Although varying definitions abound, public-private partnerships are collaborations across the public and private sectors that are seen by the respective parties as facilitating greater gains than could be achieved by working separately or in conflict. They are further considered as a tool or instrument of development, enabling governments to carry out their role in a context of governance, which increasingly requires a role for many players in decision making, development, and service delivery.
Public-private partnerships can form through various motivations, such as access to capital or expertise, lack of capacity to deliver services effectively, the possibility of cost savings in a competitive service delivery environment, or as responses to shifts in government policy. These partnerships should be understood as reflections of the institutional culture and local context through which they emerge. The purpose of a partnership can be to achieve a onetime goal, perhaps a particular economic development, or they can be established to effect ongoing broader development goals, such as urban renewal, shared service delivery, or the improvement of urban economic competitiveness. Where ongoing change is the goal, these networks can form strong and lasting alliances, such as those of growth coalitions and urban regimes.

__EXERCISE INSTRUCTIONS__:
1. List every motivation for forming a public-private partnership that the passage on public-private partnerships names.
2. Write out word for word the part of the passage on public-private partnerships from "Public-private partnerships can" up to and including "and urban regimes.".
3. In one to three sentences, explain why the passage on public-private partnerships says these partnerships are considered a tool or instrument of development.
The records play no role in any of this.

__PROVIDED INFORMATION__:

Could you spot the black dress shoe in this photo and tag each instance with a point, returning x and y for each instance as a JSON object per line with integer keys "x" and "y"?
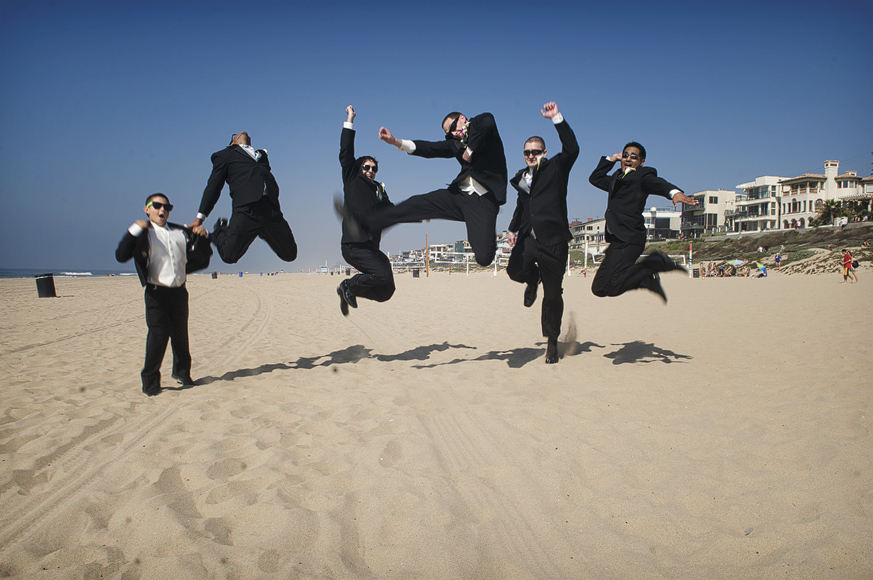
{"x": 530, "y": 294}
{"x": 552, "y": 352}
{"x": 186, "y": 381}
{"x": 344, "y": 306}
{"x": 667, "y": 265}
{"x": 346, "y": 294}
{"x": 655, "y": 286}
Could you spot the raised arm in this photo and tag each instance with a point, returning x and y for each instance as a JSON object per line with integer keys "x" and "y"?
{"x": 347, "y": 146}
{"x": 214, "y": 185}
{"x": 599, "y": 178}
{"x": 569, "y": 145}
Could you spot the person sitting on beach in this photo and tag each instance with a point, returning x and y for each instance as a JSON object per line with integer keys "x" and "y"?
{"x": 848, "y": 268}
{"x": 628, "y": 189}
{"x": 164, "y": 253}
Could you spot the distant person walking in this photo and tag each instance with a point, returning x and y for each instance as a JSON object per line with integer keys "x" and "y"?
{"x": 628, "y": 189}
{"x": 848, "y": 267}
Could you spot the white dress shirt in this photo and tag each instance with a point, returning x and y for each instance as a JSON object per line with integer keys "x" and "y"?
{"x": 167, "y": 255}
{"x": 468, "y": 186}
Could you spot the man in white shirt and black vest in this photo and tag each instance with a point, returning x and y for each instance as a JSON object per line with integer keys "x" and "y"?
{"x": 163, "y": 254}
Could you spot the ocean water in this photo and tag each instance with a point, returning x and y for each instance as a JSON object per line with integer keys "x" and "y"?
{"x": 31, "y": 273}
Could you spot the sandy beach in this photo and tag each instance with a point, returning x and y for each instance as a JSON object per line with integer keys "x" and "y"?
{"x": 724, "y": 435}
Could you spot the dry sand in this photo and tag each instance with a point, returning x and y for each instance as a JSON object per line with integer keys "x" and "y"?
{"x": 725, "y": 435}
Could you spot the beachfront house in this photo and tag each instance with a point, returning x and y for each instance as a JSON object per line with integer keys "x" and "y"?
{"x": 662, "y": 223}
{"x": 757, "y": 208}
{"x": 708, "y": 216}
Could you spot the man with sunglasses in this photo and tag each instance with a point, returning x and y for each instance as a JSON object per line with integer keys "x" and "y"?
{"x": 164, "y": 253}
{"x": 255, "y": 195}
{"x": 473, "y": 197}
{"x": 362, "y": 196}
{"x": 628, "y": 189}
{"x": 539, "y": 231}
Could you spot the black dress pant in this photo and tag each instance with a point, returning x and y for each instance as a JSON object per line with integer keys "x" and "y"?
{"x": 479, "y": 212}
{"x": 258, "y": 219}
{"x": 376, "y": 280}
{"x": 620, "y": 272}
{"x": 549, "y": 263}
{"x": 167, "y": 320}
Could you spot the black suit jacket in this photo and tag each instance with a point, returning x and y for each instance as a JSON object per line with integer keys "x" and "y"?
{"x": 198, "y": 251}
{"x": 627, "y": 199}
{"x": 545, "y": 208}
{"x": 359, "y": 193}
{"x": 248, "y": 179}
{"x": 488, "y": 165}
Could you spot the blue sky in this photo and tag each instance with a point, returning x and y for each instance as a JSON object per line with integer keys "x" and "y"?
{"x": 103, "y": 103}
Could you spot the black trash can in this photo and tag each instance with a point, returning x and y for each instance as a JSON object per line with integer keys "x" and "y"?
{"x": 45, "y": 286}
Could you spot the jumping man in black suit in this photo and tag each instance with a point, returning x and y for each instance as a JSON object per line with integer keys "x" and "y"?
{"x": 255, "y": 195}
{"x": 539, "y": 231}
{"x": 628, "y": 189}
{"x": 362, "y": 196}
{"x": 473, "y": 197}
{"x": 163, "y": 253}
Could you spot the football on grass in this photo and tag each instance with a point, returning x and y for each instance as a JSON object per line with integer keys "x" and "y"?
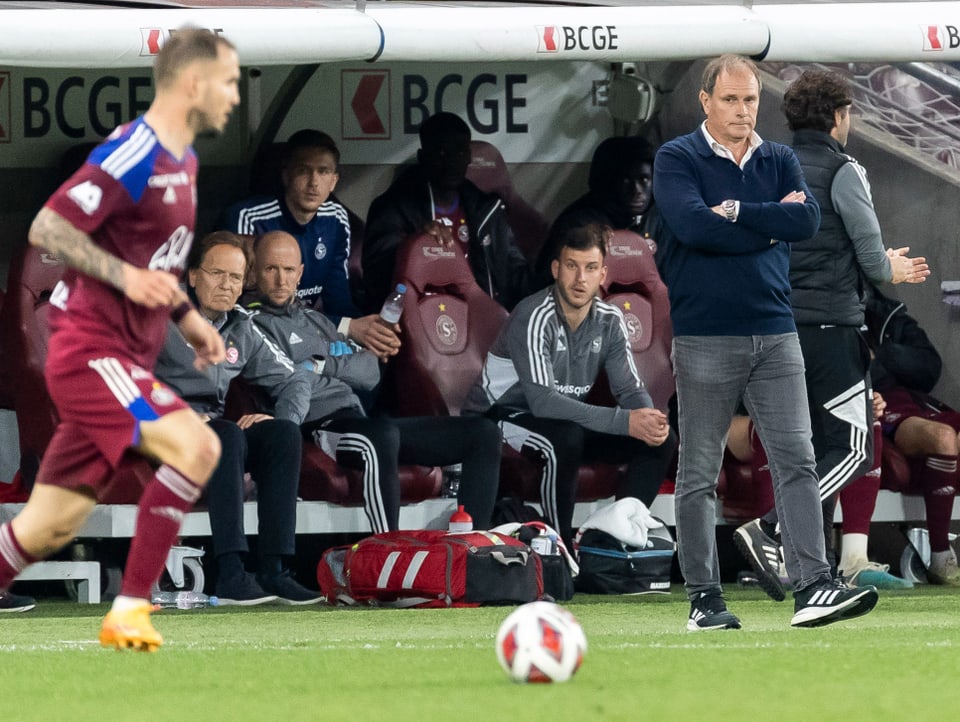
{"x": 540, "y": 642}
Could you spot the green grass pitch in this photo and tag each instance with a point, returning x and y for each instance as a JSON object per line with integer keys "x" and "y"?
{"x": 280, "y": 663}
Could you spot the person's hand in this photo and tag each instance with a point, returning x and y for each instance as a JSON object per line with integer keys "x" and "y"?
{"x": 375, "y": 334}
{"x": 150, "y": 288}
{"x": 205, "y": 340}
{"x": 339, "y": 348}
{"x": 906, "y": 269}
{"x": 649, "y": 425}
{"x": 248, "y": 420}
{"x": 442, "y": 233}
{"x": 879, "y": 406}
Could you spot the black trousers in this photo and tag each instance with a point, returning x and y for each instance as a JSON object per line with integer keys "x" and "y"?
{"x": 270, "y": 450}
{"x": 379, "y": 445}
{"x": 564, "y": 446}
{"x": 836, "y": 363}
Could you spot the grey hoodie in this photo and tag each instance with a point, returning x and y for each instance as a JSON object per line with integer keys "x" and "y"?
{"x": 306, "y": 334}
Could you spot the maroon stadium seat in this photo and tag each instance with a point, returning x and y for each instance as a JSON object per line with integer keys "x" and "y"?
{"x": 33, "y": 275}
{"x": 448, "y": 325}
{"x": 321, "y": 478}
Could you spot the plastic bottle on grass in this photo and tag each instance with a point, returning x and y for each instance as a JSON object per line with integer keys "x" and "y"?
{"x": 183, "y": 600}
{"x": 393, "y": 306}
{"x": 460, "y": 521}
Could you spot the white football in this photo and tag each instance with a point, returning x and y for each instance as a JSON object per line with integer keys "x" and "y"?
{"x": 540, "y": 642}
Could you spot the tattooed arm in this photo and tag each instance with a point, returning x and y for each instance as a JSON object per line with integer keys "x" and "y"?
{"x": 150, "y": 288}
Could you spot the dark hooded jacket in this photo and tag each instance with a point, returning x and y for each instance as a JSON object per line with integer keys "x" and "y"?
{"x": 612, "y": 161}
{"x": 498, "y": 265}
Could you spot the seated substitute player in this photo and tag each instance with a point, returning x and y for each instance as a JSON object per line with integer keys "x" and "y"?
{"x": 123, "y": 224}
{"x": 434, "y": 196}
{"x": 906, "y": 367}
{"x": 307, "y": 211}
{"x": 858, "y": 499}
{"x": 544, "y": 363}
{"x": 267, "y": 446}
{"x": 336, "y": 421}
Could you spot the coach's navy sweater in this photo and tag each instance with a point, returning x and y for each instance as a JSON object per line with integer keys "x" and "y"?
{"x": 723, "y": 278}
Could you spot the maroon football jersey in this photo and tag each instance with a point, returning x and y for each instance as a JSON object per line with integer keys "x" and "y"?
{"x": 138, "y": 202}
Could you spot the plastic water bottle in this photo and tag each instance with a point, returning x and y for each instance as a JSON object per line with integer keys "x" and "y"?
{"x": 451, "y": 480}
{"x": 460, "y": 521}
{"x": 183, "y": 600}
{"x": 393, "y": 306}
{"x": 545, "y": 544}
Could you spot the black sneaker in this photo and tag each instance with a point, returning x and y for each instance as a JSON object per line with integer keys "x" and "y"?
{"x": 763, "y": 554}
{"x": 831, "y": 601}
{"x": 288, "y": 590}
{"x": 709, "y": 611}
{"x": 241, "y": 590}
{"x": 10, "y": 602}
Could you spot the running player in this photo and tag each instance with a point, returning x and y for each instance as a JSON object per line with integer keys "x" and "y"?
{"x": 124, "y": 224}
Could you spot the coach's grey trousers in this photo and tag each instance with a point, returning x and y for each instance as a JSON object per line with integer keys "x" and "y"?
{"x": 713, "y": 374}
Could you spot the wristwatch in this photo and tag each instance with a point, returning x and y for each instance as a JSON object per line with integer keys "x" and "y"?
{"x": 729, "y": 209}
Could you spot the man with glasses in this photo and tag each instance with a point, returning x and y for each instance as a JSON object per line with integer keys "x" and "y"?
{"x": 829, "y": 278}
{"x": 123, "y": 225}
{"x": 307, "y": 210}
{"x": 268, "y": 446}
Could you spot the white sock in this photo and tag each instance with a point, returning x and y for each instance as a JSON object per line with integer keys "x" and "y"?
{"x": 853, "y": 551}
{"x": 122, "y": 603}
{"x": 938, "y": 560}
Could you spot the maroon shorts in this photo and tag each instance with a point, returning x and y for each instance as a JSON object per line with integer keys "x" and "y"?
{"x": 102, "y": 400}
{"x": 903, "y": 404}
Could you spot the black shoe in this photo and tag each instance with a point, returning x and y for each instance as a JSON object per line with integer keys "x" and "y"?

__RESULTS BY TASK__:
1.
- Access to capital or expertise
- Lack of capacity to deliver services effectively
- The possibility of cost savings in a competitive service delivery environment
- Responses to shifts in government policy

2.
Public-private partnerships can form through various motivations, such as access to capital or expertise, lack of capacity to deliver services effectively, the possibility of cost savings in a competitive service delivery environment, or as responses to shifts in government policy. These partnerships should be understood as reflections of the institutional culture and local context through which they emerge. The purpose of a partnership can be to achieve a onetime goal, perhaps a particular economic development, or they can be established to effect ongoing broader development goals, such as urban renewal, shared service delivery, or the improvement of urban economic competitiveness. Where ongoing change is the goal, these networks can form strong and lasting alliances, such as those of growth coalitions and urban regimes.

3. They enable governments to carry out their role in a context of governance. That context increasingly requires a role for many players in decision making, development, and service delivery.